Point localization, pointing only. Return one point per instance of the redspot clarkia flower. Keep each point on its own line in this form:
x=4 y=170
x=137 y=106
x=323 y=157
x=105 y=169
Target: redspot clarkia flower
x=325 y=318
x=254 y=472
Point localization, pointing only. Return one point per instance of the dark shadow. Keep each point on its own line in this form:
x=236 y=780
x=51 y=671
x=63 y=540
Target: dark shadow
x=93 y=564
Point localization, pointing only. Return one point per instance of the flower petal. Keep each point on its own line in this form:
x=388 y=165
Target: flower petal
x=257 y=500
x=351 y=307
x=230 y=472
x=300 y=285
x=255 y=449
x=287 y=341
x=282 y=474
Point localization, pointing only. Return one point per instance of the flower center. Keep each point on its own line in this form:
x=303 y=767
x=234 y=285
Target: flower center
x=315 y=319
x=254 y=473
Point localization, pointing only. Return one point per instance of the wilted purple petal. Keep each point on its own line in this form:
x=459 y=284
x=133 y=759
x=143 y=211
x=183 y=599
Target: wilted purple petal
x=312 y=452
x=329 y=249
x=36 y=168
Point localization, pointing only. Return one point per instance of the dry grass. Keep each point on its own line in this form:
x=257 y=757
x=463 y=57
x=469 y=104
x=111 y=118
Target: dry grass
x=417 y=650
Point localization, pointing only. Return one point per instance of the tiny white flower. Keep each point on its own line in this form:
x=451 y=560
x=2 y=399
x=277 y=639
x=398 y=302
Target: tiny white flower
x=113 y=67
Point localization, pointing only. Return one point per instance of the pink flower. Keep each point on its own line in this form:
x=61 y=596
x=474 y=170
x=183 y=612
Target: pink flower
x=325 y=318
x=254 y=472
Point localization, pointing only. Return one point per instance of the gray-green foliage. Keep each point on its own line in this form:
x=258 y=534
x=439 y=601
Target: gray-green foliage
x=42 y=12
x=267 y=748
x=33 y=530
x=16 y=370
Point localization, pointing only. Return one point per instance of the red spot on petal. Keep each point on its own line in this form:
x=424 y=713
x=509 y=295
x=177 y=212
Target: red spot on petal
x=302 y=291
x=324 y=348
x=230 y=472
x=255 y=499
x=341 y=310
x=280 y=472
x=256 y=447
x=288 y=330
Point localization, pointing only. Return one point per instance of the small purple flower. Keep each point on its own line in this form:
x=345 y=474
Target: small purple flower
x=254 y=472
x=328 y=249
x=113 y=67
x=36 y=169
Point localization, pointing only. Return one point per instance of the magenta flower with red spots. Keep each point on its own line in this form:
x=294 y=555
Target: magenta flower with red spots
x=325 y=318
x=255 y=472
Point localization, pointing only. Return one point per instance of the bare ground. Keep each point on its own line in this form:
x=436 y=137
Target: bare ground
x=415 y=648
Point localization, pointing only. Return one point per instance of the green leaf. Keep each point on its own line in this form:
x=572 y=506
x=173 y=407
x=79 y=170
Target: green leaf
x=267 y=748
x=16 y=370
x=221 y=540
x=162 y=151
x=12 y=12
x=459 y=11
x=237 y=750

What is required:
Extract the full listing above without alteration.

Written response:
Point localization, pointing only. Return one point per instance of the redspot clarkia flower. Keep each point on its own line in this form:
x=4 y=170
x=137 y=106
x=323 y=157
x=105 y=169
Target: redspot clarkia flower
x=325 y=318
x=254 y=472
Point localization, pointing only. Return one point per instance of the dark shadow. Keep each point on its own line in this form:
x=236 y=780
x=51 y=671
x=63 y=540
Target: dark shadow
x=93 y=564
Point localization, pointing only. Return one point per instance of the flower petal. Keep each point on its own line in this form:
x=388 y=165
Target: flower petal
x=257 y=500
x=351 y=307
x=230 y=472
x=300 y=285
x=255 y=449
x=287 y=341
x=282 y=474
Point localization, pointing only. Return one point per instance of the flower center. Keep each point on its own line in this form:
x=303 y=767
x=234 y=285
Target: flower center
x=315 y=319
x=254 y=473
Point localization, pointing only. Return one point per instance of the wilted purple petal. Keep each point on its own line in this form:
x=459 y=284
x=133 y=759
x=143 y=211
x=183 y=599
Target: wilted purple petal
x=312 y=452
x=329 y=249
x=36 y=168
Point localization, pointing only. Return one point per instance of the dry grass. Keep each point on its own line in this form:
x=257 y=757
x=463 y=57
x=469 y=104
x=111 y=118
Target: dry grass
x=417 y=650
Point localization, pointing only. Return one point per instance of the tiny white flower. Keep each point on its own line in this form:
x=451 y=560
x=2 y=399
x=277 y=639
x=398 y=302
Target: tiny white flower
x=113 y=67
Point localization, pointing only. Return one point per instance of the pink flower. Keep each point on its own line in this form:
x=61 y=596
x=474 y=170
x=183 y=612
Target: pink flower
x=325 y=318
x=254 y=472
Point localization, pointing only. Return one point per instance of the gray-green foliage. Keep each point on its own line in this form:
x=258 y=534
x=439 y=601
Target: gray-green foliage
x=42 y=12
x=267 y=748
x=33 y=530
x=16 y=370
Point localization, pointing only. Return one point per instance of the red spot on petal. Keep each point on its own line in this form:
x=424 y=713
x=509 y=295
x=177 y=212
Target: red spot on petal
x=302 y=291
x=324 y=348
x=230 y=472
x=255 y=499
x=341 y=310
x=280 y=472
x=256 y=447
x=288 y=330
Point localization, pointing only. Return one point per instance of the small purple flower. Keep each point on its own line in this form:
x=345 y=474
Target: small purple flower
x=254 y=472
x=328 y=249
x=113 y=67
x=36 y=169
Point localization, pointing only. Return one point per instance of the magenta flower with red spots. Keep each point on its own line in this form:
x=294 y=555
Target: magenta flower with red spots
x=325 y=318
x=255 y=472
Point localization, pointing only. Return one point per instance of the bare ground. Keep each point on its own line in this form:
x=436 y=137
Target: bare ground
x=415 y=648
Point localization, pointing only. Return one point per instance of the green leaf. Keep each point on its own line in this form:
x=572 y=506
x=173 y=407
x=79 y=170
Target: green leaf
x=267 y=748
x=16 y=370
x=221 y=540
x=162 y=151
x=12 y=12
x=459 y=11
x=237 y=750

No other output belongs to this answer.